_TASK DETAILS_
Repeat each line exactly as it is written.

_INFORMATION SUPPLIED_
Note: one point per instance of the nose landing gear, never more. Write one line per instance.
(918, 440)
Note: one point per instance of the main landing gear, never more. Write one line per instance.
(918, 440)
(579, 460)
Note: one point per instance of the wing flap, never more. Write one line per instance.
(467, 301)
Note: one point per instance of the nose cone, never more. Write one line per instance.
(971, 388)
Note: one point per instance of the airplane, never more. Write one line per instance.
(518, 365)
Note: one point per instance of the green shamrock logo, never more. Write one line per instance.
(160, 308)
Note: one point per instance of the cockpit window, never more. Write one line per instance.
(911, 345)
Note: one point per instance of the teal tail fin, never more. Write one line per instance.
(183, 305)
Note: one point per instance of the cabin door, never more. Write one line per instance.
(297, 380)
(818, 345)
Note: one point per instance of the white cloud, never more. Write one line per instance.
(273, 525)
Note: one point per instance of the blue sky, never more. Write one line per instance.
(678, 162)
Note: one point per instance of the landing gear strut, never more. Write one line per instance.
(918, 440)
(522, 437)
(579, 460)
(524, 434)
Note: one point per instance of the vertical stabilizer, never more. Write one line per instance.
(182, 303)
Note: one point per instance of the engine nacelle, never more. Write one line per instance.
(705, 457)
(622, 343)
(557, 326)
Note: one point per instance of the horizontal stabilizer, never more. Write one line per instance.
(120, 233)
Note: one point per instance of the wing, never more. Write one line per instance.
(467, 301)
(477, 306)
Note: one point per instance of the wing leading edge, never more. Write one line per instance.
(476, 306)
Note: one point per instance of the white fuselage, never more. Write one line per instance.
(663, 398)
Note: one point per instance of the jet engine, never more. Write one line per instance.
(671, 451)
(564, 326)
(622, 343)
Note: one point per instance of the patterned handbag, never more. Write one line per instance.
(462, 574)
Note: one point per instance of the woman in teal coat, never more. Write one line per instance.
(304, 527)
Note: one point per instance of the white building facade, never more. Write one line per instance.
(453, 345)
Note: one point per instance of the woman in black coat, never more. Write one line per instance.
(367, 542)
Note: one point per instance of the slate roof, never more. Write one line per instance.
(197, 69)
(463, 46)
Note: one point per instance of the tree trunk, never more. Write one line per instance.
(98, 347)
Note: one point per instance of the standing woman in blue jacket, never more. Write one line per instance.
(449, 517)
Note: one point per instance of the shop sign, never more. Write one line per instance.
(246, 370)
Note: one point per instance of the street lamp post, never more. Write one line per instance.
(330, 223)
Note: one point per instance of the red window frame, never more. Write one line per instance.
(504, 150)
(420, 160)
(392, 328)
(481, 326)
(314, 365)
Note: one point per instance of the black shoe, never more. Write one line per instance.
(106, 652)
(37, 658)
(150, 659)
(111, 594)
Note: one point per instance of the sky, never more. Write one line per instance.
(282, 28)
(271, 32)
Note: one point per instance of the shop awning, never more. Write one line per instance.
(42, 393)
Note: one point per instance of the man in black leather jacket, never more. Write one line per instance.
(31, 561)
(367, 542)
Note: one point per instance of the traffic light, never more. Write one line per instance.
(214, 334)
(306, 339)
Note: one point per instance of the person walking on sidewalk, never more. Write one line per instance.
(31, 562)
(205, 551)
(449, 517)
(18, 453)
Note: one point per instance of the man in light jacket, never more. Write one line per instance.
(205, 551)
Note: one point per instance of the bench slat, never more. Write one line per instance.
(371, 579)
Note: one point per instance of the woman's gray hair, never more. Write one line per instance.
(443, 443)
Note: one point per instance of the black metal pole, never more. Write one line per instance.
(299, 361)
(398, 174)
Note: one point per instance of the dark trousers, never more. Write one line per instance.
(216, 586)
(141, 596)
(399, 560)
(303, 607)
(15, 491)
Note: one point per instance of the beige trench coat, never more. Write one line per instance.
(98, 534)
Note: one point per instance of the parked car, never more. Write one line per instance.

_SOLUTION TO THIS TASK_
Note: one point per instance of the nose landing gear, never more. Write one line per instance.
(918, 440)
Note: one point per instance of the main landing gear, never more. Write one line per instance.
(918, 440)
(579, 460)
Note: one point per instance of the wing flap, never more. Write one line per instance.
(467, 301)
Note: one point per instance of the nose cone, never more. Write one line per instance.
(971, 388)
Note: one point per instance of the airplane, never more. Write one line per instance.
(518, 365)
Note: one point per instance of the green shamrock logo, never more. Write one line per instance.
(160, 308)
Note: one point per instance of the cockpit window, never more. Write one line per instance.
(911, 345)
Note: one point per instance of the teal tail fin, never more. Write one line per instance.
(183, 305)
Note: one point per instance of the cabin door, never more. Write one line per instance.
(297, 380)
(818, 345)
Note: one point per instance of the white cloud, never more. Write one line per instance.
(273, 525)
Note: one point per instance of the blue sky, never more. Write one line per instance.
(678, 162)
Note: one point per instance of the landing gear strut, never more. Write one line per instance.
(918, 440)
(522, 437)
(579, 460)
(524, 434)
Note: one point per instance of the vertical stabilizer, never more. Write one line per instance.
(182, 303)
Note: one point per instance of the engine nacelle, never more. Write one line per instance.
(705, 457)
(622, 343)
(557, 326)
Note: one point per instance of the horizontal stabilizer, never more. Write one line per instance.
(120, 233)
Note: one point per instance of the wing, never more. Write one line per instance.
(467, 301)
(477, 306)
Note: one point per instance of the wing leading edge, never more. Write one line per instance.
(476, 306)
Note: one point per instance of the white fuselage, never more. Write one line per instance.
(663, 398)
Note: one point per instance of the jet engine, never more. Write one line per instance.
(671, 451)
(564, 326)
(622, 343)
Note: one point per instance of the patterned handbag, never more. Write one line per instance.
(462, 574)
Note: one point per instance of the woman in teal coat, never more. Write one line per instance.
(304, 527)
Note: one point per instance of the white building facade, never more. Write one line per instance.
(453, 345)
Note: one point per instance of the woman in black coat, never more. Write one line per instance.
(367, 542)
Note: one point per instance of the slate roof, never more. Write one line per instance.
(197, 69)
(463, 46)
Note: one point per instance of the tree trunk, never more. Write one line per instance.
(98, 347)
Note: one point per instance of the standing woman in blue jacket, never more. Write one line per instance.
(449, 517)
Note: one point per instance of the shop sign, never more. Write one line per instance.
(246, 370)
Note: one point per instance of the street lamp post, never more. Write one line per instance.
(330, 223)
Note: one point per instance of the red window frame, never more. Write one line per instance.
(504, 150)
(420, 160)
(392, 328)
(481, 326)
(314, 365)
Note: one point per instance of the black shoe, never more. Write one line per instance.
(106, 652)
(37, 658)
(150, 659)
(111, 594)
Note: one point per instance of the sky, never more. Write one line per instance.
(282, 28)
(271, 32)
Note: one point per instance of the shop awning, never more. Write one line per instance.
(42, 393)
Note: one point per instance of the man in black leather jacket, never more. Write one line per instance.
(31, 561)
(367, 542)
Note: one point per instance of the traffic light, never more. Write one line per instance.
(214, 334)
(306, 339)
Note: one point per instance of the person walking on sidewalk, never more. Write one line per instance.
(31, 562)
(205, 551)
(449, 517)
(18, 453)
Note: one point per instance of the man in light jacket, never more. Write one line per instance.
(205, 551)
Note: one point per instance of the bench slat, never more. Write one line per instance.
(371, 579)
Note: one point per instance of the woman's gray hair, never more. Write one line per instance.
(443, 443)
Note: one point per instance of the black metal pole, never more. Write one line per instance.
(299, 361)
(398, 174)
Note: one point per instance of the dark trousers, never more. Write one line per instance.
(216, 586)
(141, 596)
(399, 560)
(303, 607)
(15, 491)
Note: one point per instance of the beige trench coat, never more. Write one line per instance.
(98, 534)
Note: one point per instance of the parked car, never more. Write one line per instance.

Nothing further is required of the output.